Provided passage
--- --- ---

From 7bb86014d0cb4e57358a7e70cfbb904b102ca015 Mon Sep 17 00:00:00 2001
From: Bartosz Burda <bartoszburda93@gmail.com>
Date: Tue, 23 Jun 2026 21:03:42 +0200
Subject: [PATCH] docs(benchmark): point the README at generated results, not
 hard-coded numbers

The example-results, what-to-optimize, and reference-point sections quoted
host-specific figures from a seed run that drift out of sync with the committed
baseline. Replace them with pointers to where results actually live - the
committed baseline (benchmark/baseline/ci.json) and the per-run report.md /
summary.json - plus a per-lane description of what each lane reports. Keeps the
method and the qualitative findings, drops the absolute numbers that go stale.
---
 benchmark/README.md | 130 ++++++++++++++++++--------------------------
 1 file changed, 53 insertions(+), 77 deletions(-)

diff --git a/benchmark/README.md b/benchmark/README.md
index b6b0eb9..ccef8d3 100644
--- a/benchmark/README.md
+++ b/benchmark/README.md
@@ -94,83 +94,59 @@ The goal is numbers you can trust and compare, not a single reading.

--- --- ---

Extracted data

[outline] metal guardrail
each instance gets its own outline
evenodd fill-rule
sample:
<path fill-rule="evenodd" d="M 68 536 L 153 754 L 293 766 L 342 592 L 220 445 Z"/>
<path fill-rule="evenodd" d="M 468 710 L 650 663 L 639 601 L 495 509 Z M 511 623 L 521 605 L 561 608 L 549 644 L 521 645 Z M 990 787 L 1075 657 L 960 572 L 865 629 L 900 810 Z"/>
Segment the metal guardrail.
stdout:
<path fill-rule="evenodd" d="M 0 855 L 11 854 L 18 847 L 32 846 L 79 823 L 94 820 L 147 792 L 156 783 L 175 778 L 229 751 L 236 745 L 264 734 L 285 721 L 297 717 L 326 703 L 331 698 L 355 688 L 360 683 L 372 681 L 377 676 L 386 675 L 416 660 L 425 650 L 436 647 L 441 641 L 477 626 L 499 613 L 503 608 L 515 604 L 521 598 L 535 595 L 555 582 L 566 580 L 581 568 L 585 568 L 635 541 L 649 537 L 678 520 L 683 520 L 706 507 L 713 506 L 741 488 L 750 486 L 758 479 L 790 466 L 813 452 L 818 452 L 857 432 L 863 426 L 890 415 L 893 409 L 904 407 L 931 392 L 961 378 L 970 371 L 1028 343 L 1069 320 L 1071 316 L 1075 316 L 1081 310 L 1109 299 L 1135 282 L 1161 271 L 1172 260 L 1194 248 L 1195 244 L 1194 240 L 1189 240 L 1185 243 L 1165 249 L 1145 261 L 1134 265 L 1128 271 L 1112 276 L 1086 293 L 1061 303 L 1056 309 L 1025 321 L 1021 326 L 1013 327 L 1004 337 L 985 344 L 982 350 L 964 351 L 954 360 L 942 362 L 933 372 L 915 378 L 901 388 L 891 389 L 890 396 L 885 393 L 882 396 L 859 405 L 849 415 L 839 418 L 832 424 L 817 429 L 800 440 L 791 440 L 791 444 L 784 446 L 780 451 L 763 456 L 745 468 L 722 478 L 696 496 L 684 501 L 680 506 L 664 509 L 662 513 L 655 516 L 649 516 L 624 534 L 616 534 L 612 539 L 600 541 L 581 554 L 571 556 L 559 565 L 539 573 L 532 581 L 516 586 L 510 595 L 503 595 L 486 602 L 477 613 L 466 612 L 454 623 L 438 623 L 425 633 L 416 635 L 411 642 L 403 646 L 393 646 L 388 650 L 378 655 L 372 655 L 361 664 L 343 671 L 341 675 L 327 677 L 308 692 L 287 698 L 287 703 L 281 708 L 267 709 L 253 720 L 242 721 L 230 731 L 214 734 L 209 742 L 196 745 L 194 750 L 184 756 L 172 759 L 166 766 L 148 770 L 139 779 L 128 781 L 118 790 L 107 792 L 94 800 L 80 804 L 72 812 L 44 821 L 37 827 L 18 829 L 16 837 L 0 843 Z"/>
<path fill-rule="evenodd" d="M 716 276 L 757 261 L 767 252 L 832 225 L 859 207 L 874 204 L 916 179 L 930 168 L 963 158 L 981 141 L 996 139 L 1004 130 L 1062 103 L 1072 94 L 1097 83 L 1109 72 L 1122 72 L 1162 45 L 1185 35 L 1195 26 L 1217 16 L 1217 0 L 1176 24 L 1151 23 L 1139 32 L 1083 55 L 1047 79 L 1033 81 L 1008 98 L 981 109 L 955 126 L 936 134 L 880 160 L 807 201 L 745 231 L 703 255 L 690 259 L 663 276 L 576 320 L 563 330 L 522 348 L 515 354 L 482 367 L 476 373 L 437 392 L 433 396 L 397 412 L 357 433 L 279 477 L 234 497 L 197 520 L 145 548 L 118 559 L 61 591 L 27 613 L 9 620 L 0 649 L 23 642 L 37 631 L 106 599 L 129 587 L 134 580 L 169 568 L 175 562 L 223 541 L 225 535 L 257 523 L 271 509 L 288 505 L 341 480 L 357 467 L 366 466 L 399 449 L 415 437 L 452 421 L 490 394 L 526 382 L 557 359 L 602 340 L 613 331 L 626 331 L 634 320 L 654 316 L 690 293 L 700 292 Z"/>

--- --- ---

Written instruction
Answer these about the benchmark README patch:
1. What path does the patch give for the committed baseline?
2. Which three sections quoted host-specific figures from a seed run?
3. How many insertions and deletions does the change make?

Task output
1. benchmark/baseline/ci.json
2. The example-results, what-to-optimize, and reference-point sections
3. 53 insertions and 77 deletions